● Short task A
For each statement, say yes or no to whether it agrees with the text on zero trust, and quote the words from the text that decide it. (i) Zero trust keeps the assumption that anything inside a network boundary can be trusted. (ii) The NIST definition moves defenses toward users, assets, and resources. (iii) In a zero-trust architecture, a policy enforcement point enforces access decisions.
● Short task B
Pick up the text on zero trust after its last sentence and continue it in the same style.

● Text excerpt
As users, applications, and workloads move across cloud and hybrid environments, identity has replaced the network as the primary control point. Zero trust formalises this shift by requiring every access request to be evaluated based on identity, context, and policy, rather than implicit trust derived from location.

What zero trust really means

The zero trust model removes the assumption that anything inside a network boundary is trustworthy. Instead, access is continuously evaluated based on who or what is making the request, what they are trying to access, and under which conditions.

The US National Institute of Standards and Technology (NIST) defines zero trust as an evolving set of cybersecurity paradigms that move defences from static, network-based perimeters to focus on users, assets, and resources instead.

This definition highlights a key point: zero trust is not a product. It is a decision-making model. Every access request must be verified explicitly and enforced consistently.

Identity as the primary decision input

In a zero-trust architecture, access decisions are made by a policy decision point and enforced by a policy enforcement point, with a control plane coordinating policy and telemetry. Identity feeds directly into that decision logic.

● Record excerpts
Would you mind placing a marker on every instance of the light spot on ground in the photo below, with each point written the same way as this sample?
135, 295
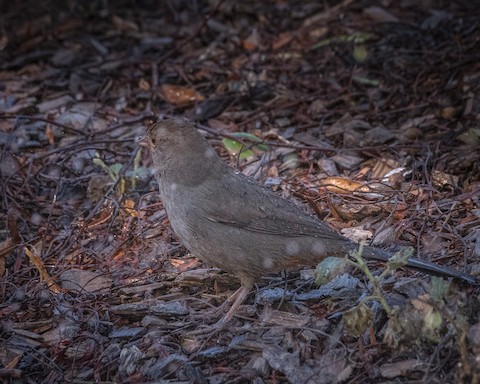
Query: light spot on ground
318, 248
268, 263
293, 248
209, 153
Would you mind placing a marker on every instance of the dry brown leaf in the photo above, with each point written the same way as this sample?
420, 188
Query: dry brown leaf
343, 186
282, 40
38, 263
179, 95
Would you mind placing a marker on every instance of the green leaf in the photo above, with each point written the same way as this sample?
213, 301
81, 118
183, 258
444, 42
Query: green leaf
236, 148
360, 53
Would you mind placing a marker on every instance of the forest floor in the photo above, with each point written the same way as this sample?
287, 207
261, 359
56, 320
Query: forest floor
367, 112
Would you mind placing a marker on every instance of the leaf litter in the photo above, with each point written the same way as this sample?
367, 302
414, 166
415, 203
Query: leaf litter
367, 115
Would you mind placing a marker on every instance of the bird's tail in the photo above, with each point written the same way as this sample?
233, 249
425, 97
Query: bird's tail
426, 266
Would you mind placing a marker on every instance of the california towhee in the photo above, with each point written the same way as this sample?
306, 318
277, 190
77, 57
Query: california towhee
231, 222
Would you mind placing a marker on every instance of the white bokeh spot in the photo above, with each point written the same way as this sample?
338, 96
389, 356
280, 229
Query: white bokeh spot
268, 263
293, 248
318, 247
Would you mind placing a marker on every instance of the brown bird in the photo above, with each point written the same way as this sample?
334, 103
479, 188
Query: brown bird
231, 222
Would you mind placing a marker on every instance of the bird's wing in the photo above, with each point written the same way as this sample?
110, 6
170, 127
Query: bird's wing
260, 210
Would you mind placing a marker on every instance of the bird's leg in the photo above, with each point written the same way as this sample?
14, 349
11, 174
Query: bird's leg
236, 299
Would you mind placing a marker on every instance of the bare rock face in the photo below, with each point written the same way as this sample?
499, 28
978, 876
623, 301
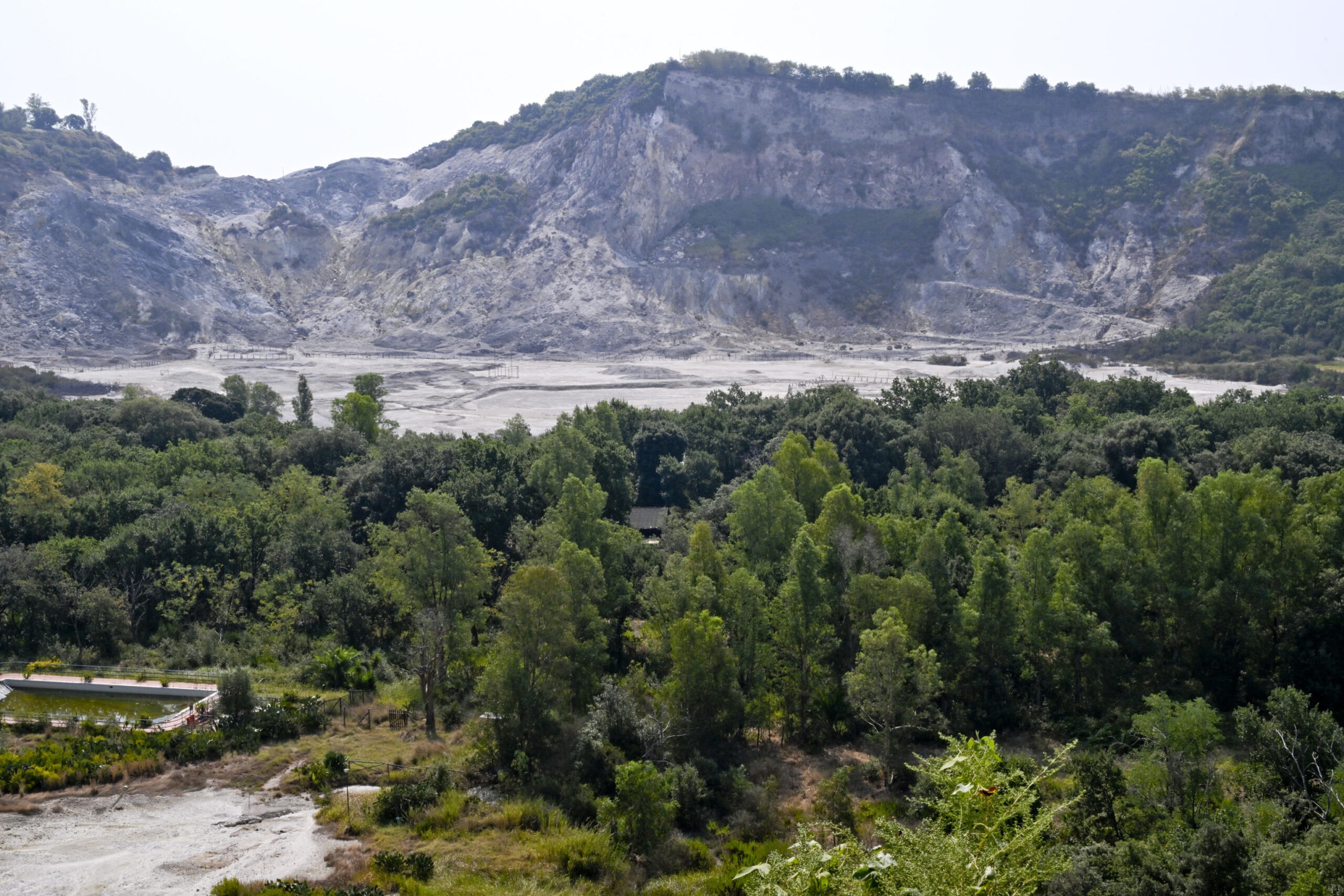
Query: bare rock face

● Written reply A
(i) No: "The zero trust model removes the assumption that anything inside a network boundary is trustworthy."
(ii) Yes: "move defences from static, network-based perimeters to focus on users, assets, and resources instead."
(iii) Yes: "access decisions are made by a policy decision point and enforced by a policy enforcement point"

● Written reply B
Identity provides answers to fundamental zero-trust questions:

  • Who or what is requesting access?
  • How confidently has that identity been verified?
  • What access should that identity have at this point in time?
  • What risk signals are associated with the request?

Without strong identity controls, zero trust cannot function. Network controls alone cannot determine whether a user should access a SaaS application, a cloud workload, or sensitive data. Identity provides the context needed to make those decisions meaningful.

This is why Gartner consistently positions identity as a foundational element of zero trust architectures, rather than a supporting component.

IAM as the enforcement layer for zero trust

Identity and Access Management (IAM) operationalises zero trust by enforcing access decisions at sign-in and during use. Where traditional IAM focused primarily on whether a user could authenticate, zero trust IAM focuses on whether access should be allowed at that moment, based on identity, context and risk.

IAM enables zero-trust principles through:

  • Strong authentication, including MFA and risk-based controls
  • Least privilege access, limiting entitlements to what is required
  • Conditional access, where context, such as device posture or risk level, affects decisions
  • Continuous visibility, ensuring access decisions are logged and traceable

Instead of granting broad access based on network presence, IAM enforces policy at the identity level. This allows organisations to apply zero trust consistently across SaaS applications, cloud platforms, and private systems.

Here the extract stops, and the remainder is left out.